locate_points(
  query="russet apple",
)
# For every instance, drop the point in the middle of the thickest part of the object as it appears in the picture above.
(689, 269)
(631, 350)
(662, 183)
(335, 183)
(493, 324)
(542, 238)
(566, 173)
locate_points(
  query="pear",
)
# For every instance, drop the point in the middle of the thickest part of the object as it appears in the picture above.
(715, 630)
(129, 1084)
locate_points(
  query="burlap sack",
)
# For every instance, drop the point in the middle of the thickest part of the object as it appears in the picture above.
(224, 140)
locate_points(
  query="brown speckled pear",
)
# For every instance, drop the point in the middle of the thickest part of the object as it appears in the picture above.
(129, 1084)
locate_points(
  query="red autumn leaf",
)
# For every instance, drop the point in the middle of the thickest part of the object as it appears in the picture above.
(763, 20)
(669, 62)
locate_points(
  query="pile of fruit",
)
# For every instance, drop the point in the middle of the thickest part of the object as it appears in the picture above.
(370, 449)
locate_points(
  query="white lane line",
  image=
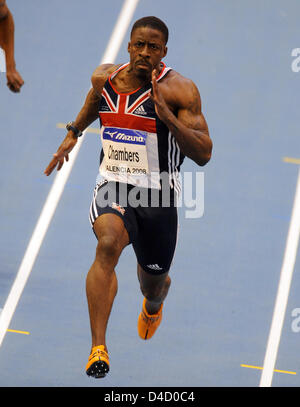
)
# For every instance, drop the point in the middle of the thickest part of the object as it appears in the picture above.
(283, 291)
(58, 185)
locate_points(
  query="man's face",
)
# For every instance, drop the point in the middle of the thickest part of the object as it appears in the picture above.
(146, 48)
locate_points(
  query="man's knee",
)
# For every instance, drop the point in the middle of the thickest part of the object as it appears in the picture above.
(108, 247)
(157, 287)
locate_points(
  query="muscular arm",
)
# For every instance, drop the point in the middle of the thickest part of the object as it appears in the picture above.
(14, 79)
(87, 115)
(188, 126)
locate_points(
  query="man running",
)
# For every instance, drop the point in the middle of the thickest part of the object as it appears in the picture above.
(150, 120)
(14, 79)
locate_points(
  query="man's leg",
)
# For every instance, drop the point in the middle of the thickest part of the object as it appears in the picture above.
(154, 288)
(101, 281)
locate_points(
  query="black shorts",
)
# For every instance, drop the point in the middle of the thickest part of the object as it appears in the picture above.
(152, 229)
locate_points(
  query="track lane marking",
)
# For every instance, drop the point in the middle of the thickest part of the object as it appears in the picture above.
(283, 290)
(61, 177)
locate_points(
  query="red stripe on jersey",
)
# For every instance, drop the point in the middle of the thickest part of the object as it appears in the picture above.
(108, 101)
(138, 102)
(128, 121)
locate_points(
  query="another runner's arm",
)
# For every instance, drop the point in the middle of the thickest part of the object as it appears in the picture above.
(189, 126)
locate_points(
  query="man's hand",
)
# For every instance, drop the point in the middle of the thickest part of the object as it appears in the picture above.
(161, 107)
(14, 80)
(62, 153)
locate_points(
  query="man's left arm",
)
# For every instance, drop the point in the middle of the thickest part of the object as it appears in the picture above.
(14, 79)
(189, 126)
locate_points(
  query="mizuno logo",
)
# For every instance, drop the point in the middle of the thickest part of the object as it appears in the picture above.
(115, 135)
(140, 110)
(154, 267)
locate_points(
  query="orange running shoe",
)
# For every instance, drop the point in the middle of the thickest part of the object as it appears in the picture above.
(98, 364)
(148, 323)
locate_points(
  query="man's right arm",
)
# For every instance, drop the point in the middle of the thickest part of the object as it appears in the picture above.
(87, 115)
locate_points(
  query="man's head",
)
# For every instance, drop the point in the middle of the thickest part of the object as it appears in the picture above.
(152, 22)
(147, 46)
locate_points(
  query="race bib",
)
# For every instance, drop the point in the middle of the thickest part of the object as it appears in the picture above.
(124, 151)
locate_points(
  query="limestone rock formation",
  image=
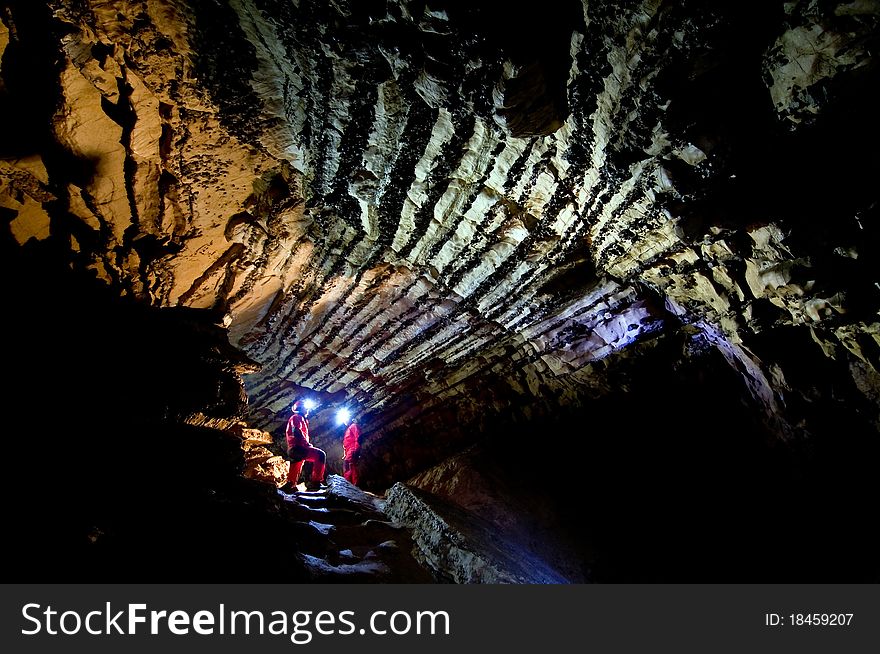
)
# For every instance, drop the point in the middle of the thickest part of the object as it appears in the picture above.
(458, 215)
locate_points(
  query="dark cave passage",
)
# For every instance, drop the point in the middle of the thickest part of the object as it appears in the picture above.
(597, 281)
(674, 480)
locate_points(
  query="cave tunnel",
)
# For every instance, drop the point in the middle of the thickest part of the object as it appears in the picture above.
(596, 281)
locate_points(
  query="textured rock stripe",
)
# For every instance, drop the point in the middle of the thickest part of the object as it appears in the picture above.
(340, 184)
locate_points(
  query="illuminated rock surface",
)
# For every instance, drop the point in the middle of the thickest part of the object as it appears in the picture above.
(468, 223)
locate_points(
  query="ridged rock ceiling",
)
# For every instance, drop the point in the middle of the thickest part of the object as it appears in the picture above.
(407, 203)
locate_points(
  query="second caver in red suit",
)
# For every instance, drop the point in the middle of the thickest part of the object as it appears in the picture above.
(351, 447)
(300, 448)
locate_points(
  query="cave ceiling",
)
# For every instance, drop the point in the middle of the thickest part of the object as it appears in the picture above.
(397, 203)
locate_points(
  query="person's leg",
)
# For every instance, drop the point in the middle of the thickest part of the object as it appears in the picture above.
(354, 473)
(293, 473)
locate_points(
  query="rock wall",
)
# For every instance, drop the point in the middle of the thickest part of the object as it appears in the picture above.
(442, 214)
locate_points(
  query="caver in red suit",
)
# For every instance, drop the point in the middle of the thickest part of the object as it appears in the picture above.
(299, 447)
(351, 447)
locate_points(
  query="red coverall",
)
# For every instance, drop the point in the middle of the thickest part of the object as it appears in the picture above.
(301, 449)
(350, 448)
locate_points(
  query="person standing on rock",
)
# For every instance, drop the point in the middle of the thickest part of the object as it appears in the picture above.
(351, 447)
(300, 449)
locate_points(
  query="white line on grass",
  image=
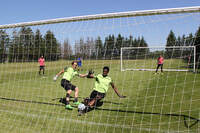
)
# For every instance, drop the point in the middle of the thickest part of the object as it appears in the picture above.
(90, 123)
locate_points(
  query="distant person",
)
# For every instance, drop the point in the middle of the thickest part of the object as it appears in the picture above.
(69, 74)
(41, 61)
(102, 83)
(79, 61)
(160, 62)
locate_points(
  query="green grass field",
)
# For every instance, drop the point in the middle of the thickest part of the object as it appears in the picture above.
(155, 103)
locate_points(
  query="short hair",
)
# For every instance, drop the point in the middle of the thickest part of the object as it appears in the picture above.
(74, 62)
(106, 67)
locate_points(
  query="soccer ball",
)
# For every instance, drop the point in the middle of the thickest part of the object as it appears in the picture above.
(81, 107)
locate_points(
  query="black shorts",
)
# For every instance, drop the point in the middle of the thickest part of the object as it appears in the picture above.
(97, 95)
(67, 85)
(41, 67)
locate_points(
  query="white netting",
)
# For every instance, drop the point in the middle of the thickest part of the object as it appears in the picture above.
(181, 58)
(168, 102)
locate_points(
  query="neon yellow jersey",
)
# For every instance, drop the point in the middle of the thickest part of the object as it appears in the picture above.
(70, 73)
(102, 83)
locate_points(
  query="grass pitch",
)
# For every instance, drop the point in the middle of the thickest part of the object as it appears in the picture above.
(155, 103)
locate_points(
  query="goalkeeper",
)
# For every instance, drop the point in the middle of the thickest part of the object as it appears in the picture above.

#### JOB:
Without the images, write out each line of the data verbatim.

#### ANSWER TO THIS TASK:
locate_points(
  query="russet apple",
)
# For every instance, drop the point in the middle of the thickest part of the object as it appears in the picture above.
(689, 269)
(631, 350)
(662, 183)
(335, 183)
(493, 324)
(542, 238)
(566, 173)
locate_points(
  query="pear",
)
# For every instance, drop the point in the middle of the thickest part of the object as it appears in the picture above.
(715, 630)
(129, 1084)
locate_points(
  query="burlap sack",
)
# For every instance, drop the point in the middle of the thickest part of the object as it appears in the picture above.
(224, 140)
locate_points(
  query="brown speckled pear",
)
# For every instance, drop the point in the middle of the thickest part of the object as it appears in the picture above.
(129, 1084)
locate_points(
  query="red autumn leaf",
)
# For every instance, drop the point in the middle of the thickest part of the object as it appears in the picture above.
(763, 20)
(669, 62)
locate_points(
  query="pile of fruit",
)
# For every instance, drop the point in the middle of the thickest part of the object as it appears in the picture above.
(370, 449)
locate_points(
  query="white lane line",
  image=
)
# For every instance, drop the point in the middle of the thickest part of the object as it appears in the picture above.
(283, 291)
(58, 185)
locate_points(
  query="man's face",
)
# For every instance, drop the point in the middle of the thickest part of the object as it appears in the picture above.
(146, 48)
locate_points(
  query="man's knee",
)
# For every instance, drop the point in the middle of the thickest part of the object as it appears in the picture above.
(108, 247)
(157, 287)
locate_points(
  query="muscular arm",
)
# For every instance, drop the point in the middle of the thickest part of the object as it appears in the picture above.
(14, 79)
(87, 115)
(188, 126)
locate_points(
  query="man running",
)
# For every instance, drop the point in the middle of the thickest part of the object as it appears in the picture above.
(150, 120)
(14, 79)
locate_points(
  query="man's leg",
)
# For every instance, drop the point in the middle of the thickest part of the object as it appears in the picture above.
(154, 288)
(101, 281)
locate_points(
  query="black shorts",
)
# For every instance, drop the point in the middle of the thickest part of the object as it appears in the picture above.
(152, 229)
locate_points(
  query="track lane marking",
)
# For every instance, drop the point in the middle of the thickest part of the object as it appears in the picture above.
(283, 290)
(61, 177)
locate_points(
  query="red stripe on jersey",
)
# For every instance, drop the point in the middle of the thickest part of the object as it appears in the picture above.
(108, 101)
(138, 102)
(128, 121)
locate_points(
  query="another runner's arm",
)
# For every instance, drop the point in the middle of the thickest part of the object as it appears in the picture above.
(189, 126)
locate_points(
  query="man's hand",
)
# For every instance, drop the point in the middle of the thickest part of the object as it appears in the picture above.
(161, 107)
(14, 80)
(62, 153)
locate_points(
  query="man's left arm",
)
# For every instance, drop the point in the middle of the thickest part of the object as it appears in the picture above.
(14, 79)
(189, 126)
locate_points(
  query="mizuno logo",
)
# For every instance, drop the point in the middle of the thickest part of the object as it appears in the picture above.
(115, 135)
(140, 110)
(154, 267)
locate_points(
  query="orange running shoe",
)
# For every instance, drop the point in the middle of the thickest part of the object as it appears in the picture above.
(98, 364)
(148, 323)
locate_points(
  query="man's right arm",
)
# For every instance, drop the point in the middle of the thickest part of the object as it appears in the picture above.
(87, 115)
locate_points(
  query="man's head",
)
# For every instance, drop the point in the middle of the thickest part of the object as it appears in the picture above.
(152, 22)
(147, 46)
locate_points(
  query="race bib",
)
# For every instance, drop the point in the middle of the thickest part of the object as it appears in the picture above.
(124, 151)
locate_points(
  query="limestone rock formation",
  image=
)
# For every instance, drop the point in the middle of the thickest part of the object as it appears in the picture above.
(458, 215)
locate_points(
  query="dark cave passage",
)
# For every instance, drop the point in the middle of the thickest part of the object as it appears in the picture above.
(597, 281)
(674, 480)
locate_points(
  query="cave tunnel",
)
# For every instance, drop the point in the middle of the thickest part of the object as it appears in the picture above.
(596, 281)
locate_points(
  query="textured rock stripe",
)
# For every instance, drop the point in the middle of the thickest part of the object as it appears in the picture above.
(340, 184)
locate_points(
  query="illuminated rock surface",
)
# For every instance, drop the point in the middle of the thickest part of the object as it appears in the picture above.
(468, 223)
locate_points(
  query="ridged rock ceiling",
)
# For every instance, drop the point in the middle of the thickest part of the object as it appears in the picture above.
(407, 203)
locate_points(
  query="second caver in red suit",
)
# For every instance, drop the point in the middle of the thickest part of the object as it appears in the picture above.
(351, 447)
(300, 448)
locate_points(
  query="cave ceiling",
)
# For every instance, drop the point in the middle of the thickest part of the object as it appears in the picture above.
(397, 203)
locate_points(
  query="person's leg",
)
# For every instance, drop the point in the middle of the thickest part of the object as it appears in the picture above.
(354, 473)
(293, 473)
locate_points(
  query="rock wall",
)
# For every instance, drop the point in the middle of the thickest part of the object as it appears in the picture above.
(442, 214)
locate_points(
  query="caver in red suit",
)
# For every instance, drop the point in the middle of the thickest part of the object as it appears in the picture above.
(299, 447)
(351, 447)
locate_points(
  query="red coverall",
)
# For every instance, drop the point in the middle of the thickest part of the object as it appears in the picture above.
(301, 449)
(350, 448)
locate_points(
  query="person standing on rock",
)
# For every instance, drop the point in the middle of the thickest part of the object as it appears in the picture above.
(351, 447)
(300, 449)
locate_points(
  query="white line on grass",
  image=
)
# For every instance, drop the point in the middle of the thickest part of the object as it appears in the picture above.
(90, 123)
locate_points(
  query="distant person",
)
# For every instance, drop the point in the middle of the thickest part of the object as it appears in the picture above.
(69, 74)
(41, 61)
(102, 83)
(79, 61)
(160, 62)
locate_points(
  query="green grass field",
)
# For every instance, drop the point in the middle of the thickest part of the object as it appears in the picture above.
(155, 103)
locate_points(
  query="short hair",
)
# For every instance, drop the point in the middle of the thickest part of the object as it appears in the picture above.
(74, 62)
(106, 67)
locate_points(
  query="soccer ball",
)
# For every instance, drop the point in the middle of the thickest part of the object as it appears in the picture above.
(81, 107)
locate_points(
  query="black shorts",
)
# For every instance, drop the point in the middle of the thickest part of the object as it appears in the picture above.
(97, 95)
(67, 85)
(41, 67)
locate_points(
  query="white netting",
)
# For every instance, drop the point in the middle of the thickest part of the object as it appears in the picture above.
(181, 58)
(168, 102)
locate_points(
  query="neon yellow jersey",
)
# For every instance, drop the point in the middle of the thickest part of the object as it appears in the picture above.
(70, 73)
(102, 83)
locate_points(
  query="grass pitch",
)
# For every instance, drop the point in the middle of the thickest part of the object as it appears in the picture above.
(155, 103)
locate_points(
  query="goalkeeper",
)
# For every instance, drop the point in the middle of the thickest part of the object as it appears in the picture above.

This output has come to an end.